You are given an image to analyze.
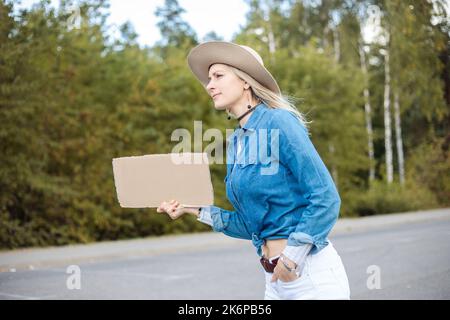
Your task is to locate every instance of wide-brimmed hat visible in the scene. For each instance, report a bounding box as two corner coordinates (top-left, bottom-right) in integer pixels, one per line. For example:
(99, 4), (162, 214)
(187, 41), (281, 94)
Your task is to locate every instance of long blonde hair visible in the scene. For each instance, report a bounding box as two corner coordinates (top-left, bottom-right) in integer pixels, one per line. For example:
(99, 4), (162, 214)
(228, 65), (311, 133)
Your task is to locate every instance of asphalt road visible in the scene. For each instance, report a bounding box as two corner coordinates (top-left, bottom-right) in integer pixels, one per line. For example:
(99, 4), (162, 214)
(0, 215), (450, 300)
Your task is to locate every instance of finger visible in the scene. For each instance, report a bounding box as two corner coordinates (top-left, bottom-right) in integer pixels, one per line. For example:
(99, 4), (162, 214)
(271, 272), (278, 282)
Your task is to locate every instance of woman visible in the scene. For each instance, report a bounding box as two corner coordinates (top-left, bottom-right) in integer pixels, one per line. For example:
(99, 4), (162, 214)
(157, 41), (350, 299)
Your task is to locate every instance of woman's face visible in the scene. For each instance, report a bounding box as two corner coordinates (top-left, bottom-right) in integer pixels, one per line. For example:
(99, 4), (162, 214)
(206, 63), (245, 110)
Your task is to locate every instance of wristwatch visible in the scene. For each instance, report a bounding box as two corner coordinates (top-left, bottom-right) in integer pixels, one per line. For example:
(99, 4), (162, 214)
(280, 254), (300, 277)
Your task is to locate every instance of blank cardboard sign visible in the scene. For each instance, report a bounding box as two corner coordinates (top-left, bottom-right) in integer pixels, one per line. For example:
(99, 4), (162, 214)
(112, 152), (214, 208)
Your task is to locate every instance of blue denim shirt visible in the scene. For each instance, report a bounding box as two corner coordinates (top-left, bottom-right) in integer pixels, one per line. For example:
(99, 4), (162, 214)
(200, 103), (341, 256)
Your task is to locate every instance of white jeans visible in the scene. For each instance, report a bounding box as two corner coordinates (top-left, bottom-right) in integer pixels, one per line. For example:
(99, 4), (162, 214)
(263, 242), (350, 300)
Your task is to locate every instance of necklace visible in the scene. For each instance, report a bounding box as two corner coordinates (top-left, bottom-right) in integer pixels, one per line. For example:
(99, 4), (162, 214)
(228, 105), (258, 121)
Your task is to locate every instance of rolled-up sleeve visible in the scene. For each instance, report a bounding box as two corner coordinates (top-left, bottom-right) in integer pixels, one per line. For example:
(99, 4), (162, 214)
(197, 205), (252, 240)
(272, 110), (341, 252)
——————
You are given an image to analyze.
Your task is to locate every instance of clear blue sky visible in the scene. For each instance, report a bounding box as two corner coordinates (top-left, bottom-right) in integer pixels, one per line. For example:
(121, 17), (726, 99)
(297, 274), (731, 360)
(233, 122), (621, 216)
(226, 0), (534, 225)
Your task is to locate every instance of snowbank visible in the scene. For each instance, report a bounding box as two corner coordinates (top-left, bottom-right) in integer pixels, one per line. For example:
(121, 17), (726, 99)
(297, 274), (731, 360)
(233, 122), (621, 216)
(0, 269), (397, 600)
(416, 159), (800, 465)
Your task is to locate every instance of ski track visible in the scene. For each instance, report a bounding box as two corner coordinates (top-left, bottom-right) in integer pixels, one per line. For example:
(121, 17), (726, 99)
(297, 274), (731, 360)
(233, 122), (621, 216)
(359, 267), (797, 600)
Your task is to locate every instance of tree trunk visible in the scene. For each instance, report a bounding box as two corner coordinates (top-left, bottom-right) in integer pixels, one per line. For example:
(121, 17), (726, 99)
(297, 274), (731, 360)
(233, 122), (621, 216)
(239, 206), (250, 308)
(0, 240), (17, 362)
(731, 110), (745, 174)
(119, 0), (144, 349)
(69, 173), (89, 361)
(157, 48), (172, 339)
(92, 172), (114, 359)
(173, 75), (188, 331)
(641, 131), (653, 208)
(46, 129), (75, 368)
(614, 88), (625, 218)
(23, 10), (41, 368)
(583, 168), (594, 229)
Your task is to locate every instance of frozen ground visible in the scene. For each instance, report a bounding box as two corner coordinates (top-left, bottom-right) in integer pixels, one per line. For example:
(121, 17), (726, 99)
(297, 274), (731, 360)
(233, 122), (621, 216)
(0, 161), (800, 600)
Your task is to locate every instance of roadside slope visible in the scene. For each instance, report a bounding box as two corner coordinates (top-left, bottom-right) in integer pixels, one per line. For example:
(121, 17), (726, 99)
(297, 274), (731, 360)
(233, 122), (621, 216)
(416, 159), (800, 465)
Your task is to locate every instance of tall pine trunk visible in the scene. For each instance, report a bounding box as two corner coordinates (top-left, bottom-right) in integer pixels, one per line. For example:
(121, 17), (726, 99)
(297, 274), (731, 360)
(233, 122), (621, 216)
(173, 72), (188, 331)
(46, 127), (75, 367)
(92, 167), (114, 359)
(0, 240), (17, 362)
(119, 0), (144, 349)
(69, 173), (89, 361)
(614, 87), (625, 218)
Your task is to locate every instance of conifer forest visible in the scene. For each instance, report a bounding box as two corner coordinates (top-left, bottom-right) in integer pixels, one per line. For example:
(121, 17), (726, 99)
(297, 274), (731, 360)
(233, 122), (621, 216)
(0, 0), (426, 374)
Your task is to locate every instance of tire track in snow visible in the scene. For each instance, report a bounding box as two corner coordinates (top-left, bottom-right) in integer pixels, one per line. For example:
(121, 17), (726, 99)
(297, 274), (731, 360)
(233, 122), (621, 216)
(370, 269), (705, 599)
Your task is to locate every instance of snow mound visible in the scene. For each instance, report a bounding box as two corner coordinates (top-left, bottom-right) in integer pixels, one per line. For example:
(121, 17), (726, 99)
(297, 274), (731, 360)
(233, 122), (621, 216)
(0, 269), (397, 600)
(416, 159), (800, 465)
——————
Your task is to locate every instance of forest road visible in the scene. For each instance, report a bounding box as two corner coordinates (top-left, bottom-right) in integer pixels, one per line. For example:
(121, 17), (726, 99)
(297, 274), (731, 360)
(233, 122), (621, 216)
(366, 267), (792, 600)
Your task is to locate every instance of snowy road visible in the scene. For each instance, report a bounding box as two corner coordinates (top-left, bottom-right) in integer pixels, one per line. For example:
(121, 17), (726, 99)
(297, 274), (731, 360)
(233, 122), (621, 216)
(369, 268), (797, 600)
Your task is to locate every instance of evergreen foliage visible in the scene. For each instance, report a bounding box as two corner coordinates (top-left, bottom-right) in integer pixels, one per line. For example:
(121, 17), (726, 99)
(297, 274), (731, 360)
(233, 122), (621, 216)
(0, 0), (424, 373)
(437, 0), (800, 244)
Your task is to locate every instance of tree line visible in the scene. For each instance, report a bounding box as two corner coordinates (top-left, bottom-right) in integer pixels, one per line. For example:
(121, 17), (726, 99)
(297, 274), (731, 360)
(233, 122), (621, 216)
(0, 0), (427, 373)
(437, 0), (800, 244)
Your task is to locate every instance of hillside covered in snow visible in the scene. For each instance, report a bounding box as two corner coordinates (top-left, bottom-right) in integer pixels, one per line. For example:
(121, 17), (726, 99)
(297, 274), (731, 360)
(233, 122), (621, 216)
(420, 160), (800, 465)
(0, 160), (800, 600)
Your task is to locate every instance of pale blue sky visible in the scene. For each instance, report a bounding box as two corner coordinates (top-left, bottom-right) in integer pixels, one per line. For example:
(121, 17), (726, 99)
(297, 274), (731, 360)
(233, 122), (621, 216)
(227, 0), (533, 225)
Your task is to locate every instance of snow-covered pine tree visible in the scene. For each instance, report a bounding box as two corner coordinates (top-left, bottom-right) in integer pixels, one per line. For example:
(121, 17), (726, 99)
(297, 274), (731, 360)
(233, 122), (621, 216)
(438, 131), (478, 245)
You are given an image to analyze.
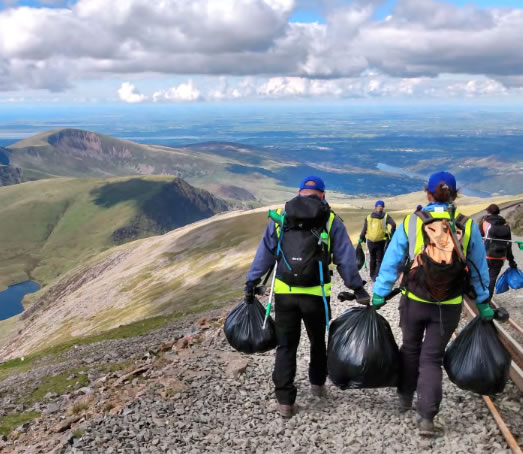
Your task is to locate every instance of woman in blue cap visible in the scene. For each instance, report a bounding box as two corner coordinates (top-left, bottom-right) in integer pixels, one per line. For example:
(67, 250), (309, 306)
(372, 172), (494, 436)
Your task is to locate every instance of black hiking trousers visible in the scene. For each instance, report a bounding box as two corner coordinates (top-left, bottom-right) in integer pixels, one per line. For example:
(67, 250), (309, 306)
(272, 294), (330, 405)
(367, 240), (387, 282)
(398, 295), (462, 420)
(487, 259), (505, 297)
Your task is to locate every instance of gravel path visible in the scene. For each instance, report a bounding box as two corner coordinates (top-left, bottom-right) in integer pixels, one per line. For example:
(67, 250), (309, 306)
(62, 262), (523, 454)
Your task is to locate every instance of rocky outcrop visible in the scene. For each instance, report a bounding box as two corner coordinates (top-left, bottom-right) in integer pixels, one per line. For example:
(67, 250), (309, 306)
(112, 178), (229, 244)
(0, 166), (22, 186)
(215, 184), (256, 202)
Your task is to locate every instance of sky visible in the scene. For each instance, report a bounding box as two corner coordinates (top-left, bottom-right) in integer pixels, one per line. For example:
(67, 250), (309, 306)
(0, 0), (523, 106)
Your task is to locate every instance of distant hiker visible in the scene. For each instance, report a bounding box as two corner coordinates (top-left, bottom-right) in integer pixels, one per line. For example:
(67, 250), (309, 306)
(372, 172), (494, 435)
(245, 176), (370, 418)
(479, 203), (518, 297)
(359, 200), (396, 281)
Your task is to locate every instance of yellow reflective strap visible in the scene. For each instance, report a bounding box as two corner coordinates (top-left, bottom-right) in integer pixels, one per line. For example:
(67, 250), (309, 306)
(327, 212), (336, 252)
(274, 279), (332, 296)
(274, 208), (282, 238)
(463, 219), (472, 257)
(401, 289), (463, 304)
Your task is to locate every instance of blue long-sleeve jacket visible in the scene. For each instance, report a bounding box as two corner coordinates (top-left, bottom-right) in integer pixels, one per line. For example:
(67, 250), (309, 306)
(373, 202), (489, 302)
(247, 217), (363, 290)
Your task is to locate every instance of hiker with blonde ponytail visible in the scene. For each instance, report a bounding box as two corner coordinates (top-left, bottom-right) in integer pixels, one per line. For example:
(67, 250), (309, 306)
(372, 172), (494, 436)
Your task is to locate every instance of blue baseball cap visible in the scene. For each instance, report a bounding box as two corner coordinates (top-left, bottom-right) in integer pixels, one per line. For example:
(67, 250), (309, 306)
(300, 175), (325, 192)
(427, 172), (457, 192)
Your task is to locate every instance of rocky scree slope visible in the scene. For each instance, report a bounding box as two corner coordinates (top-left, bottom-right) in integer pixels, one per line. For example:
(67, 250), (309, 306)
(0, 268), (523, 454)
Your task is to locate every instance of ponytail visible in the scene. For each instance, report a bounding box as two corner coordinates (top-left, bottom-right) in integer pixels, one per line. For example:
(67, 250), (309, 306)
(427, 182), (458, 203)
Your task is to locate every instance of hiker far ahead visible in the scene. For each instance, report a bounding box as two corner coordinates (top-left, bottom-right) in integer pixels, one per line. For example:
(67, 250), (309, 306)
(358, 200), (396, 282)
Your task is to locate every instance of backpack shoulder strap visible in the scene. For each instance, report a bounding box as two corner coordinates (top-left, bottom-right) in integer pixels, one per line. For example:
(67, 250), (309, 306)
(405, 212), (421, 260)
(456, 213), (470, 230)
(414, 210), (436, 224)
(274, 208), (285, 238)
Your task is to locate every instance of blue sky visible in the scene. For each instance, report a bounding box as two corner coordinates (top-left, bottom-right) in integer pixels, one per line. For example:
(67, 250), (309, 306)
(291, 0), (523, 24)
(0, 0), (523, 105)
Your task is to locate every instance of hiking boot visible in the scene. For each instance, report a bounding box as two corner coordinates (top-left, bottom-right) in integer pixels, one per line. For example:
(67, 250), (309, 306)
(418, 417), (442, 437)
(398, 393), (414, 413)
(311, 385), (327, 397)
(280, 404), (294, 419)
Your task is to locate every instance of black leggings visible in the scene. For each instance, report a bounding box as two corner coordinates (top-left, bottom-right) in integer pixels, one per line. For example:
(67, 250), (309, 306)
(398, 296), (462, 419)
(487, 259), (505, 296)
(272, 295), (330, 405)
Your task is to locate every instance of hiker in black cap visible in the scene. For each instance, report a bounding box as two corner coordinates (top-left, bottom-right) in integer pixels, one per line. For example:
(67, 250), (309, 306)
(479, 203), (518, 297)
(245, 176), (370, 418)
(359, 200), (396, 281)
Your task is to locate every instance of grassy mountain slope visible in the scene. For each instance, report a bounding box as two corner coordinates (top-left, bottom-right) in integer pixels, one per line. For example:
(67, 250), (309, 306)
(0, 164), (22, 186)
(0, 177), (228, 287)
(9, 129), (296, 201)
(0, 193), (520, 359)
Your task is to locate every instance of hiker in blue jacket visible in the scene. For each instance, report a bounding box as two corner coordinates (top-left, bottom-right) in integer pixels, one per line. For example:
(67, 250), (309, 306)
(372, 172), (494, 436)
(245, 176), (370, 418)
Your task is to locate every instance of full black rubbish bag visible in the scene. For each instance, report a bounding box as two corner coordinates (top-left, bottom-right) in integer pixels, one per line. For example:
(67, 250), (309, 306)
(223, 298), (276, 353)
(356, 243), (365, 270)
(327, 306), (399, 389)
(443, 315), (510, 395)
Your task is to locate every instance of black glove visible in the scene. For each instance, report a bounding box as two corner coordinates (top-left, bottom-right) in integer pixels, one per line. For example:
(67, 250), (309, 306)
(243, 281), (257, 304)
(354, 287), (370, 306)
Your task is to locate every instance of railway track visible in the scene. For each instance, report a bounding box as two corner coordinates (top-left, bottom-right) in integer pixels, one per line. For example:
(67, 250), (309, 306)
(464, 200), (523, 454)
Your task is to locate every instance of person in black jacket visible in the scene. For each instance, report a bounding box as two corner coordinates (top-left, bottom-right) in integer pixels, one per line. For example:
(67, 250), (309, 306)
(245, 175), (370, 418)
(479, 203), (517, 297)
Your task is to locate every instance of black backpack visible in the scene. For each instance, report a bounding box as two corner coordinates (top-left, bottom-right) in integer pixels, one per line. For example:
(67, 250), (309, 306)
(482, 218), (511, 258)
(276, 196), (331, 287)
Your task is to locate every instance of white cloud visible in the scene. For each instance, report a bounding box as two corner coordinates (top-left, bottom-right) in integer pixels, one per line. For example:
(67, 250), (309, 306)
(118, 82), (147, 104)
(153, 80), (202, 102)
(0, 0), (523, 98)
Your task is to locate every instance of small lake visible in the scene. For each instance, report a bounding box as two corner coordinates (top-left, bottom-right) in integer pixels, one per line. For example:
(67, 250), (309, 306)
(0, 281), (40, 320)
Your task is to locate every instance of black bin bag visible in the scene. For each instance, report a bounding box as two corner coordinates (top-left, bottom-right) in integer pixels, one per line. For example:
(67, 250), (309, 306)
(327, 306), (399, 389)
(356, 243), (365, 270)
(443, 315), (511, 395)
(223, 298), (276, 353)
——————
Copy out the rows word for word, beginning at the line that has "Your task is to locate every instance of grassy" and stopping after the line that has "(0, 164), (22, 186)".

Your task is to locate every instance of grassy mountain slope visible in the scene. For each instance, report a bounding box as two corner coordinates (top-left, bottom-right) in integer pixels, one per line. For example:
(67, 250), (309, 306)
(0, 164), (22, 186)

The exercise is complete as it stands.